═══ ENTRIES PROVIDED
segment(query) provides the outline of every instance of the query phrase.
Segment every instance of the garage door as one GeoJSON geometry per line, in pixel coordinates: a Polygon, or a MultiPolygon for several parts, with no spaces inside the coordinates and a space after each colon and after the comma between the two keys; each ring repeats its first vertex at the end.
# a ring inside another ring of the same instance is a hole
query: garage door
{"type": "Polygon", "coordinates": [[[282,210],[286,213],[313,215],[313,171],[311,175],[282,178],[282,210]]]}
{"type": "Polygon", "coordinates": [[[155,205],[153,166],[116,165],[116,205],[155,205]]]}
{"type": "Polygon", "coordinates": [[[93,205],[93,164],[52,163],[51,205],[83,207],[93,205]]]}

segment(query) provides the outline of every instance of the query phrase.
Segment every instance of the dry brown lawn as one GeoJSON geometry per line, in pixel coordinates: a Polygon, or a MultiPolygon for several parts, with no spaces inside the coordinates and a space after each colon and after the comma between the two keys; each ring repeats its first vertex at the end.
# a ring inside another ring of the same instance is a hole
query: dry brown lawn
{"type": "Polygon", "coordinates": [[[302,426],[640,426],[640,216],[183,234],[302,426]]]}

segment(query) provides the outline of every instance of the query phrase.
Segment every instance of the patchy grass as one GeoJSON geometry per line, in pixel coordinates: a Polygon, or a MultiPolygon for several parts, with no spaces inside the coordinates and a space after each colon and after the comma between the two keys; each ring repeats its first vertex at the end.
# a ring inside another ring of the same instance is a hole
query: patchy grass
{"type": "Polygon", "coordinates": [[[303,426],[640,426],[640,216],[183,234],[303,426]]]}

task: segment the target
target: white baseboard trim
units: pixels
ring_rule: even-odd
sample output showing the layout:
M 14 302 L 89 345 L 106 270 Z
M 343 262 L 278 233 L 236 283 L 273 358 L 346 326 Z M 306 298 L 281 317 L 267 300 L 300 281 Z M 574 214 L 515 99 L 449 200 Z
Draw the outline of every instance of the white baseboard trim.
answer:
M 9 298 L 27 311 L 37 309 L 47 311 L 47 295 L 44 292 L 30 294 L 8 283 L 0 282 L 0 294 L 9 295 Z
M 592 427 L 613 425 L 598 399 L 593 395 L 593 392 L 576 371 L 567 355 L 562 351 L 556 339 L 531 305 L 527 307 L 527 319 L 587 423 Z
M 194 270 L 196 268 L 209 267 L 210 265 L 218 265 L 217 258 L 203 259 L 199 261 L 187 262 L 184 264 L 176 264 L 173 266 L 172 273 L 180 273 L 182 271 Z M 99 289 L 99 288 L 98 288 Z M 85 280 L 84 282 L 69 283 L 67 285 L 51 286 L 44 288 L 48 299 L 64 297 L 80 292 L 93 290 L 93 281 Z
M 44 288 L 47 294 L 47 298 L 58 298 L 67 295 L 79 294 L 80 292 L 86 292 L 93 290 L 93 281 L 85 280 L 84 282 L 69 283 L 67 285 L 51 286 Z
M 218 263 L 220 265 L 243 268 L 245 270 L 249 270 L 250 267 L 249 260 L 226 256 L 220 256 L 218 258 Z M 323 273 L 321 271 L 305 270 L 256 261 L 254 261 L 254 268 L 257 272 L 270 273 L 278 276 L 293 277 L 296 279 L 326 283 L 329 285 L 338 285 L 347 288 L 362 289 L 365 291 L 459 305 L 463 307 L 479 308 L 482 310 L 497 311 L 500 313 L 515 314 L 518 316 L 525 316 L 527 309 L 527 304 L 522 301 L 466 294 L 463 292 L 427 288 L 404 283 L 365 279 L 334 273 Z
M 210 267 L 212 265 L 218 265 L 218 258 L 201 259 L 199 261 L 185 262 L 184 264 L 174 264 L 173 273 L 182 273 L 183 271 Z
══════
**TASK DIRECTIONS**
In the entries above, find each line with the word "trim" and copy it.

**ANSWER BELOW**
target: white baseboard trim
Draw the outline of every instance of the white baseboard trim.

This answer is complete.